### TASK SET
• A. From the data description, list the eight reference mammals whose gene maps were used to identify cat genes.
• B. Please reproduce everything in the data description from "Data description" down to "to the assembly.", word for word.

---------- DOCUMENT EXTRACT

Data description

The genome of a female Abyssinian cat (“Cinnamon” who resides at the University of Missouri-Columbia, USA) was sequenced at 1.8 × and 3.0 × whole genome shotgun (WGS) coverage at Agencourt Inc. Fca-6.2, an additional 12 × coverage of 454 reads and BAC ends was sequenced, assembled with CABOG [1] and analysed at Washington University, St. Louis (USA) [2]. Fca-6.2 is anchored to chromosome coordinates with two physical framework maps, a radiation hybrid map [3] and a short tandem repeat (STR) linkage map [4]. Further, 1943 distinct sites identified in a recently built linkage map using a single nucleotide polymorphism (SNP) genotyping array including ≈60,000 SNPs from an Illumina custom cat genotyping array are also mapped to the assembly.

Here we present a genome browser, Genome Annotation Resource Fields — GARfield [5], which displays the Fca-6.2 assembly and included annotated genome features. In Table 1 we list the features of GARfield annotated in the cat genome assembly which are described and illustrated in the Additional file 1 of this Data Note. The genome features detected in Fca-6.2 include a merged list of 21,865 genes derived from a comparative gene identification strategy using BLAST alignments between gene exons of reference genome from eight reference mammalian gene maps (human, chimpanzee, macaque, dog, cow, horse, rat, and mouse) obtained from the Ensembl Gene 75 database [6]. In addition, the whole genome methylation sites and a methylome bisulfite sequence pattern of cat whole blood cells is presented, previewing epigenetic profiling in important complex disease associations, including diseases with viral and neoplastic etiology.

Table 1 Annotated cat genome features available as genome browser tracks for GARfield and UCSC genome browsers

Approximately 55.7% of the cat genome is composed of repetitive elements of familiar classes (LINEs, SINEs, satellite DNA, LTRs and others). We report more than 25 novel families of complex tandem repeat elements in the cat genome uncovered by multiple repeat detection algorithms. We searched for STR-microsatellite loci useful in population and forensic applications. Putative PCR primers for 53,710 STR loci are annotated. We also mapped known feline endogenous retroviral loci (full length RD114, FeLV, FERV) and detected 125 kb of partial retroviral genome sequences dispersed across the cat genome. Nuclear mitochondrial (Numt) DNA pseudogenes derived from ancient transposition from cytoplasmic mitochondrial chromosomes to nuclear chromosomal positions comprise 176 kb in addition to the Lopez-Numt, a 7.8 kb element tandem-repeated 38–76 times on Chromosome D2 previously described in the 1.8× analysis of Cinnamon’s genome [7].

--------------------
---------- DATA SHOWN

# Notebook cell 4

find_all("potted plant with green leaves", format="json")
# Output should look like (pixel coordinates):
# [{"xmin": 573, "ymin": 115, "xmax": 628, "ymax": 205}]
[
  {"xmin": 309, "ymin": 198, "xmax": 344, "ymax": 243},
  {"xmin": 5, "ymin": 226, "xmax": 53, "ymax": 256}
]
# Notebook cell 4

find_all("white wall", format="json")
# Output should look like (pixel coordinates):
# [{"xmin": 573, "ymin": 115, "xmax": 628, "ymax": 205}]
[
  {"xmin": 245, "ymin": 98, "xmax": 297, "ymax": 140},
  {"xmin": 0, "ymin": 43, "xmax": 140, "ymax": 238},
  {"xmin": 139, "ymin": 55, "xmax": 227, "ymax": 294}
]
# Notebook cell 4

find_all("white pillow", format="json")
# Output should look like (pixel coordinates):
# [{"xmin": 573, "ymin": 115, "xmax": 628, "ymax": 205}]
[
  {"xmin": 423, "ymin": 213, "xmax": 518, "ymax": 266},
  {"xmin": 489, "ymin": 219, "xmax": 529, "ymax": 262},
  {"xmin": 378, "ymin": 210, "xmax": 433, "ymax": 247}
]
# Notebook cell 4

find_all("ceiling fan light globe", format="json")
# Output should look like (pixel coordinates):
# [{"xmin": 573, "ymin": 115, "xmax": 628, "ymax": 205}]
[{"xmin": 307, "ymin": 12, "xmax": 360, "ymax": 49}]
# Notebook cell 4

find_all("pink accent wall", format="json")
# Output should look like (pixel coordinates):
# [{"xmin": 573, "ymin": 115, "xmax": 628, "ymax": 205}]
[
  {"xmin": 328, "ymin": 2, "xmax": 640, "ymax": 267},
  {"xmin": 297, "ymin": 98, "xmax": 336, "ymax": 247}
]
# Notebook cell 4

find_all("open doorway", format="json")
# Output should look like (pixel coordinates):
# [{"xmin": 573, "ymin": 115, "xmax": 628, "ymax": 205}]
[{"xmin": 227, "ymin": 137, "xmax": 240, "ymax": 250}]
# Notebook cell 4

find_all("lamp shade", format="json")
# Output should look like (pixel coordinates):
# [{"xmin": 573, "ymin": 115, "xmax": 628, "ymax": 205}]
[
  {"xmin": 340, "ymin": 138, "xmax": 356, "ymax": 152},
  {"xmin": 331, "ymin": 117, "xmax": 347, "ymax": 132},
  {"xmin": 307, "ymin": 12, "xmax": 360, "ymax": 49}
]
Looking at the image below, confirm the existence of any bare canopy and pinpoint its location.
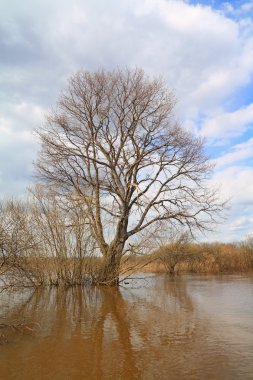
[36,69,223,283]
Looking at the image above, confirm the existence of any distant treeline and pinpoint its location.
[0,190,253,289]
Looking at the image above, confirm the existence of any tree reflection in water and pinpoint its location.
[0,276,253,380]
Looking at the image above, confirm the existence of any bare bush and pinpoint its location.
[36,70,224,284]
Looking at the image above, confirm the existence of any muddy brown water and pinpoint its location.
[0,275,253,380]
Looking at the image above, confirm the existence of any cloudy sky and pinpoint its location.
[0,0,253,241]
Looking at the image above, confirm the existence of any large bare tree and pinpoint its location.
[36,69,223,284]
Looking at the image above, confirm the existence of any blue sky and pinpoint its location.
[0,0,253,241]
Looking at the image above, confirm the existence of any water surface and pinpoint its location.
[0,275,253,380]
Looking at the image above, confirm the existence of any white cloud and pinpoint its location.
[0,0,253,240]
[213,137,253,170]
[201,104,253,139]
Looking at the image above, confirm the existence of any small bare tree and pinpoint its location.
[36,69,223,284]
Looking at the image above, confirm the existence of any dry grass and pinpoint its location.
[128,243,253,274]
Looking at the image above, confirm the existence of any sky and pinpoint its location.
[0,0,253,242]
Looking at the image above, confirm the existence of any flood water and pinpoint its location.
[0,275,253,380]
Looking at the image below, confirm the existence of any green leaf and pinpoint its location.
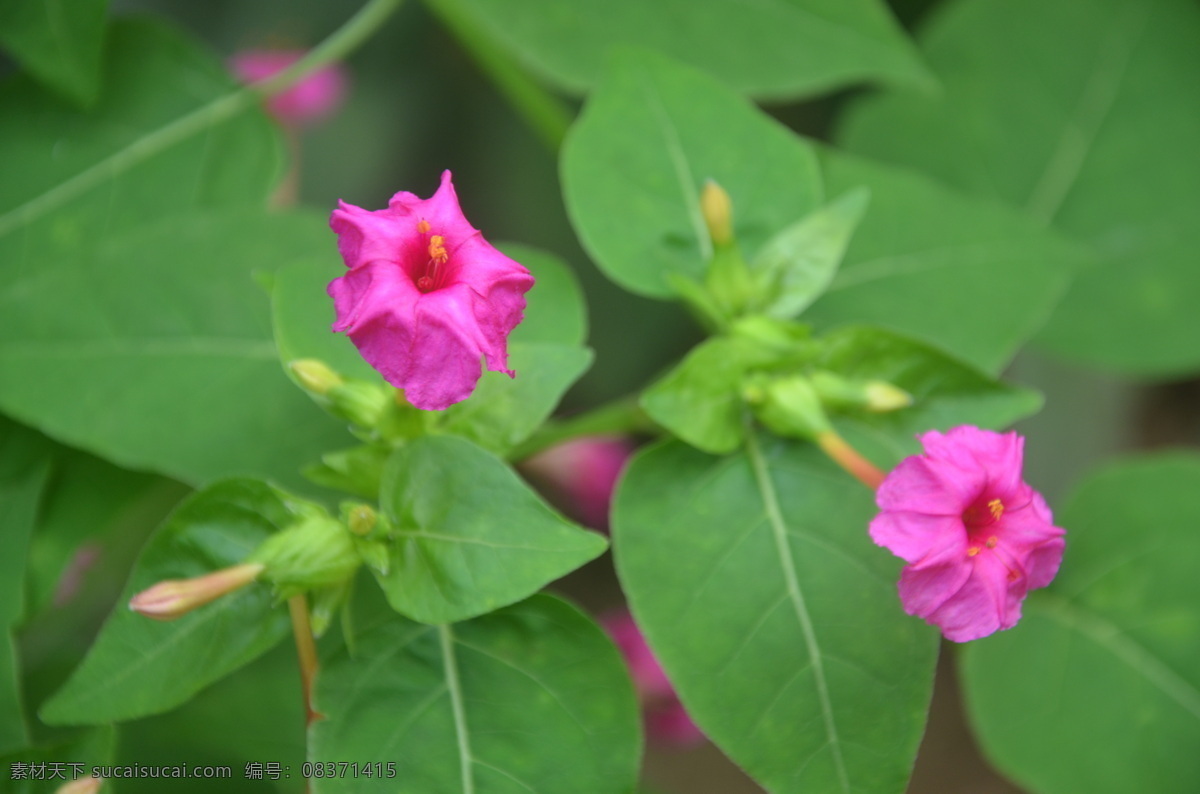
[840,0,1200,375]
[433,0,930,98]
[439,343,592,455]
[271,245,592,460]
[0,19,283,244]
[374,435,607,624]
[0,417,50,753]
[804,149,1090,374]
[41,479,307,724]
[962,453,1200,794]
[0,0,108,104]
[310,595,641,794]
[754,188,870,320]
[812,326,1042,464]
[613,437,937,794]
[113,642,306,794]
[0,212,346,483]
[304,444,390,501]
[498,242,588,347]
[562,52,822,297]
[641,337,776,455]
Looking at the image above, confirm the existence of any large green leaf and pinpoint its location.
[804,149,1090,374]
[0,726,113,794]
[962,453,1200,794]
[440,343,592,455]
[0,0,108,104]
[0,212,344,483]
[840,0,1200,374]
[41,480,306,724]
[310,595,641,794]
[641,336,779,455]
[0,417,50,753]
[613,437,937,794]
[25,447,186,619]
[376,435,607,622]
[428,0,930,98]
[0,19,283,247]
[562,50,821,297]
[115,642,306,794]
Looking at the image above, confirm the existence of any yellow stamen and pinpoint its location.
[430,234,450,265]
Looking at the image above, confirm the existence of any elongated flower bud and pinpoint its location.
[700,180,733,248]
[130,563,264,620]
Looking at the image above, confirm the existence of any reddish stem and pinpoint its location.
[817,431,887,491]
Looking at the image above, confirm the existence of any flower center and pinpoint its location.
[416,218,450,293]
[962,498,1004,557]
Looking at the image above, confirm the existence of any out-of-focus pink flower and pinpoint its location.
[870,426,1066,643]
[329,172,533,410]
[521,435,634,530]
[600,609,704,746]
[229,49,347,126]
[54,543,104,607]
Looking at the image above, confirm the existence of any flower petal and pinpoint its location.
[870,511,967,563]
[875,455,985,516]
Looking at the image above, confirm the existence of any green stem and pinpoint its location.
[425,0,572,152]
[509,397,660,461]
[0,0,402,235]
[288,594,320,726]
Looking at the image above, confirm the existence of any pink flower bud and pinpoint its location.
[229,49,346,126]
[600,609,704,746]
[130,563,264,620]
[870,426,1066,643]
[329,172,533,410]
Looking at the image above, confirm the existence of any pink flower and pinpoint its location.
[870,426,1066,643]
[600,609,704,746]
[229,49,346,126]
[522,435,634,530]
[329,172,533,410]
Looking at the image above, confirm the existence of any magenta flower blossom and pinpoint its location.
[229,49,346,127]
[329,172,533,410]
[870,426,1066,643]
[521,435,634,531]
[600,609,704,746]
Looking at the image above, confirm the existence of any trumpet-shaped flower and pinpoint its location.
[870,426,1066,642]
[329,172,533,410]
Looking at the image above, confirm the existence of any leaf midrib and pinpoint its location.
[1037,593,1200,720]
[745,427,850,794]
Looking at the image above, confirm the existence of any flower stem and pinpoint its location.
[288,594,319,726]
[0,0,401,236]
[816,431,886,491]
[509,397,659,461]
[426,0,571,152]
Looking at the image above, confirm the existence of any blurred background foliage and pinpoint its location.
[7,0,1200,794]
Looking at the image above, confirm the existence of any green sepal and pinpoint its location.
[246,515,362,598]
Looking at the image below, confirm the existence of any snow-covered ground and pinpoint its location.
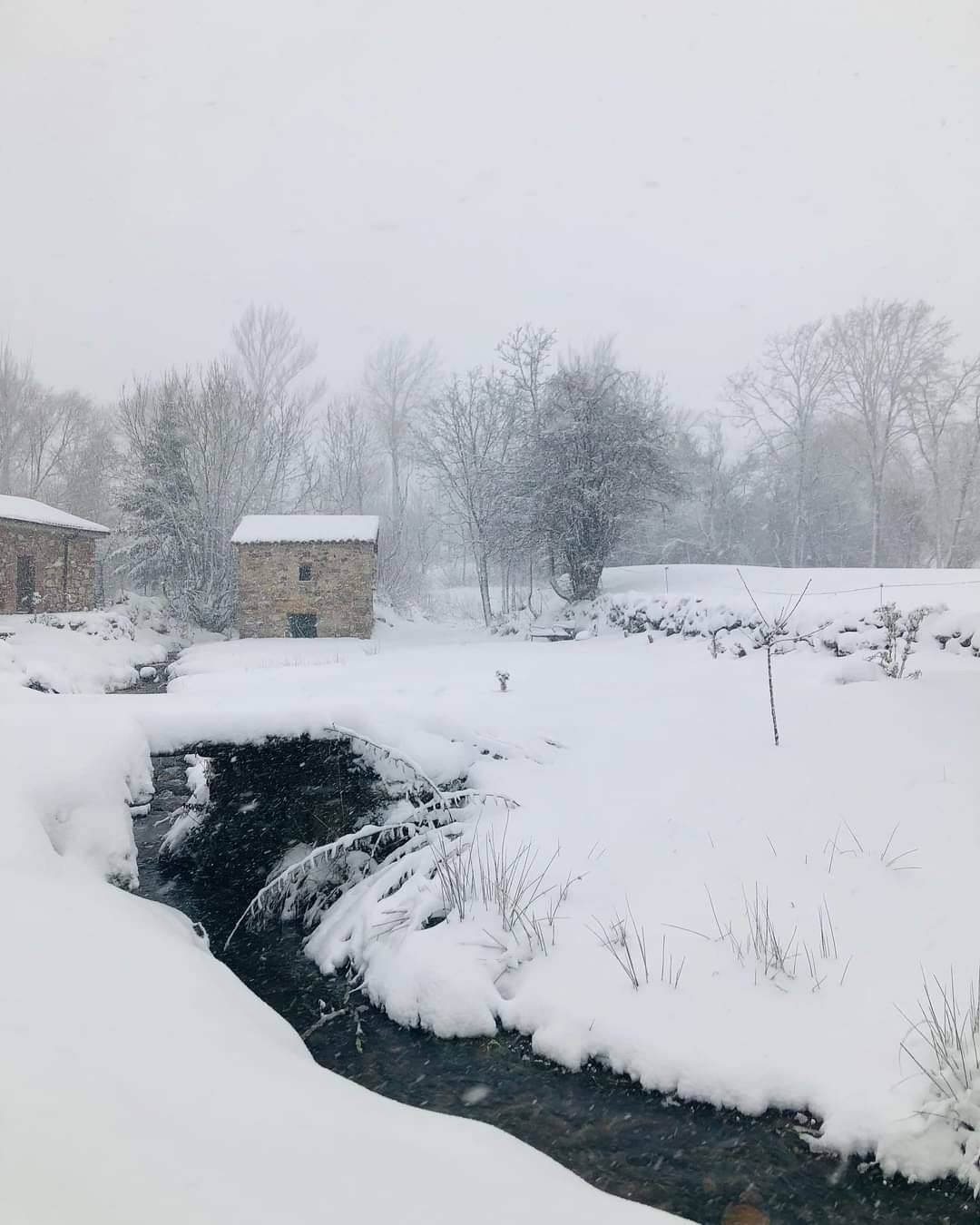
[156,567,980,1181]
[0,594,187,693]
[7,566,980,1222]
[0,689,669,1225]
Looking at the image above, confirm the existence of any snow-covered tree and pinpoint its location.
[414,368,515,625]
[120,361,308,631]
[522,342,679,601]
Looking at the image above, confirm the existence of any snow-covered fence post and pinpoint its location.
[735,566,823,749]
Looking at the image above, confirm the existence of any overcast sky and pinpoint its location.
[0,0,980,410]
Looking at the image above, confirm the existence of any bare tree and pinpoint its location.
[414,368,514,625]
[231,305,323,407]
[364,336,438,602]
[832,301,951,566]
[523,342,679,601]
[909,358,980,567]
[727,319,834,566]
[364,336,438,527]
[18,391,92,497]
[0,340,42,494]
[319,396,381,514]
[119,361,307,630]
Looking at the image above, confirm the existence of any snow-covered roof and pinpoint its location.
[231,514,377,544]
[0,494,111,535]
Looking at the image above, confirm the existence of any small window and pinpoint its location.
[289,612,318,638]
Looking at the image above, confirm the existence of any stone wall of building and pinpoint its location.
[0,521,99,612]
[234,542,377,638]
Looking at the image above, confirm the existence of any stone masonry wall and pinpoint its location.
[235,542,377,638]
[0,521,98,612]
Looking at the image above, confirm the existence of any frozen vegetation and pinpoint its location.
[120,567,980,1186]
[0,627,668,1225]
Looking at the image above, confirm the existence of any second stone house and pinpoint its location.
[0,494,109,612]
[231,514,378,638]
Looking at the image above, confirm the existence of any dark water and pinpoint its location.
[136,766,980,1225]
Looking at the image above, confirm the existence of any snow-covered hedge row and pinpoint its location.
[0,593,185,693]
[563,592,980,657]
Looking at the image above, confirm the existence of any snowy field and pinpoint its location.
[162,567,980,1182]
[0,690,676,1225]
[0,567,980,1222]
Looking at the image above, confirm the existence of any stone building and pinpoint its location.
[231,514,377,638]
[0,494,109,612]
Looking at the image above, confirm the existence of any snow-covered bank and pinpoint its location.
[0,594,189,693]
[152,572,980,1195]
[0,691,674,1225]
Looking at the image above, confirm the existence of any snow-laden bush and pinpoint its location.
[882,972,980,1196]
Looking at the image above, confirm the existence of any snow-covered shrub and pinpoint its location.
[871,604,932,681]
[882,972,980,1196]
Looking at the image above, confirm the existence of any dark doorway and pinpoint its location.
[17,553,37,612]
[289,612,316,638]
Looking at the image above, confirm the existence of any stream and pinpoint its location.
[124,735,977,1225]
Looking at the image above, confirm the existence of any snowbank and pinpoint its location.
[0,594,189,693]
[159,567,980,1195]
[0,691,671,1225]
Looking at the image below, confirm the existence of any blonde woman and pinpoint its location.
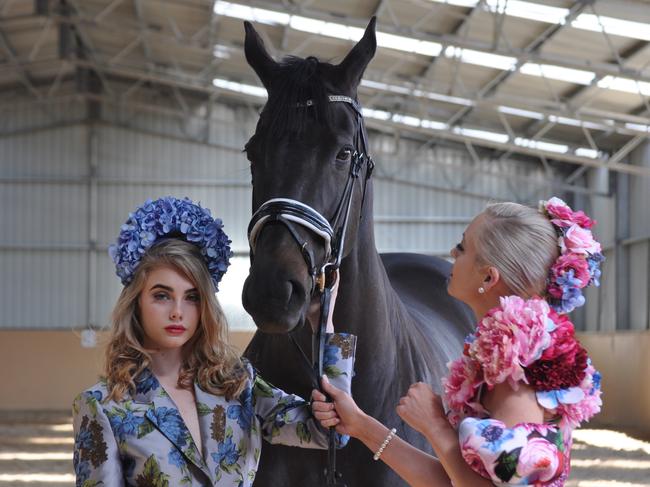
[314,198,603,487]
[73,197,355,487]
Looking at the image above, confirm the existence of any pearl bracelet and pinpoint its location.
[372,428,397,461]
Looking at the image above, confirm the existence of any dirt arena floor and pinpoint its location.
[0,412,650,487]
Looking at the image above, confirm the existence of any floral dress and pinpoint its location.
[444,296,602,487]
[73,333,356,487]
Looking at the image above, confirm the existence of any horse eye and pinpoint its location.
[336,147,352,162]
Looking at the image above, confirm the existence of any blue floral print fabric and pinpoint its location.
[73,333,356,487]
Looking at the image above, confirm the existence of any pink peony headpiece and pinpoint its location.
[443,296,601,427]
[539,197,605,313]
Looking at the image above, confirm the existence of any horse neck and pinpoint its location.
[335,200,410,365]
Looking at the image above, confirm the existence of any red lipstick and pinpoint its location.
[165,325,185,335]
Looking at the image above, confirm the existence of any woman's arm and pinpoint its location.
[251,333,356,448]
[72,391,124,487]
[312,380,492,487]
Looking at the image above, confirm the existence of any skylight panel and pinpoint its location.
[212,78,268,98]
[575,147,602,159]
[445,46,517,71]
[422,120,449,130]
[214,1,291,25]
[453,127,510,144]
[498,106,544,120]
[519,63,596,85]
[361,108,392,120]
[515,137,569,153]
[625,122,650,133]
[392,113,422,127]
[571,14,650,41]
[598,76,650,96]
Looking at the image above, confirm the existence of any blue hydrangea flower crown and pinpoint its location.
[108,196,233,289]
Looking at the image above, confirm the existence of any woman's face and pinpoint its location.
[138,266,201,350]
[447,213,485,306]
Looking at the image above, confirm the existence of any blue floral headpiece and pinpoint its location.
[108,196,233,289]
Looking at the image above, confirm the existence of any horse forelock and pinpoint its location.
[256,56,340,142]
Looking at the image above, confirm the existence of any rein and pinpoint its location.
[248,95,375,487]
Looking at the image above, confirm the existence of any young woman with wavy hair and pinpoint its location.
[73,197,356,486]
[314,198,603,487]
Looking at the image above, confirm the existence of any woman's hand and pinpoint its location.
[311,375,366,438]
[307,269,340,333]
[397,382,451,436]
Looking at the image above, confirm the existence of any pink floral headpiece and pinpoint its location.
[443,296,602,427]
[539,197,605,313]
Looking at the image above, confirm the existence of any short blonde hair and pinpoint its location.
[104,238,248,401]
[476,203,560,298]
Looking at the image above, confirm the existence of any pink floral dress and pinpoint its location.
[444,296,602,487]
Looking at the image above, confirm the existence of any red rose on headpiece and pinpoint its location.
[525,311,587,391]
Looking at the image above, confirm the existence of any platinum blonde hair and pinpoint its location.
[476,203,560,298]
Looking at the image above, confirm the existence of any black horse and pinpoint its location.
[243,18,473,487]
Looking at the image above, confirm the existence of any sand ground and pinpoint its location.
[0,412,650,487]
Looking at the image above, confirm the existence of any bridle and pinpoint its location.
[248,95,375,486]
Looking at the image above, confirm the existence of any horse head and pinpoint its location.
[242,18,377,333]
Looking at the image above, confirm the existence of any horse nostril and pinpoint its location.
[289,279,305,300]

--------------------

### RESPONSES FOR EACH TASK
• A. human, chimpanzee, macaque, dog, cow, horse, rat, mouse

• B.
Data description

The genome of a female Abyssinian cat (“Cinnamon” who resides at the University of Missouri-Columbia, USA) was sequenced at 1.8 × and 3.0 × whole genome shotgun (WGS) coverage at Agencourt Inc. Fca-6.2, an additional 12 × coverage of 454 reads and BAC ends was sequenced, assembled with CABOG [1] and analysed at Washington University, St. Louis (USA) [2]. Fca-6.2 is anchored to chromosome coordinates with two physical framework maps, a radiation hybrid map [3] and a short tandem repeat (STR) linkage map [4]. Further, 1943 distinct sites identified in a recently built linkage map using a single nucleotide polymorphism (SNP) genotyping array including ≈60,000 SNPs from an Illumina custom cat genotyping array are also mapped to the assembly.